[Records shown]

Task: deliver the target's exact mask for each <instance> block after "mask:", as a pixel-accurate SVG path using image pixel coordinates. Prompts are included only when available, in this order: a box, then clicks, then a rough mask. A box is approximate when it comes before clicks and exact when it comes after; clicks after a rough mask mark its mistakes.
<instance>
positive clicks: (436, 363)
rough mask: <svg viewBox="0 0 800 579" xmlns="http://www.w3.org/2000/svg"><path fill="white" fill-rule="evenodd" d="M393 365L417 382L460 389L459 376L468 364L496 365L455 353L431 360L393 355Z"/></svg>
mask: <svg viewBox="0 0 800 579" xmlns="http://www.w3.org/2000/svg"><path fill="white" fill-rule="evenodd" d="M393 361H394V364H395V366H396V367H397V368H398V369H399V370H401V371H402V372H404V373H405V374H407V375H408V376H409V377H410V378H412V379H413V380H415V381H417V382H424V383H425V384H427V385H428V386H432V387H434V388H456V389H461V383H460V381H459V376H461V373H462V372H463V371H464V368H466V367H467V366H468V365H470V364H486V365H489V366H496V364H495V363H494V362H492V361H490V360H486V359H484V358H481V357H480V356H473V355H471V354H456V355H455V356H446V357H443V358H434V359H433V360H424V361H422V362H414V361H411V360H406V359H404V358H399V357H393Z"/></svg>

[What to work on] The data above should be copied out with complete accuracy.

[Solution to the exercise]
Task: deliver the target's exact mask for each <instance> block after "mask:", as a pixel-accurate SVG path using image pixel coordinates. Prompts are included only when available, in this order: a box, then clicks, then a rough mask. A box is approximate when it comes before clicks and exact when it comes after; clicks after a rough mask mark its mistakes.
<instance>
positive clicks: (436, 363)
rough mask: <svg viewBox="0 0 800 579" xmlns="http://www.w3.org/2000/svg"><path fill="white" fill-rule="evenodd" d="M393 365L417 382L460 389L459 376L468 364L496 365L455 353L431 360L393 355Z"/></svg>
mask: <svg viewBox="0 0 800 579" xmlns="http://www.w3.org/2000/svg"><path fill="white" fill-rule="evenodd" d="M393 361H394V364H395V366H396V367H397V368H398V369H399V370H401V371H402V372H404V373H405V374H407V375H408V376H409V377H410V378H412V379H413V380H415V381H417V382H424V383H425V384H427V385H428V386H432V387H434V388H456V389H461V383H460V381H459V376H461V373H462V372H463V371H464V368H466V367H467V366H468V365H470V364H486V365H489V366H496V364H495V363H494V362H492V361H490V360H486V359H484V358H481V357H480V356H473V355H471V354H456V355H455V356H446V357H443V358H434V359H433V360H424V361H422V362H414V361H411V360H406V359H404V358H399V357H393Z"/></svg>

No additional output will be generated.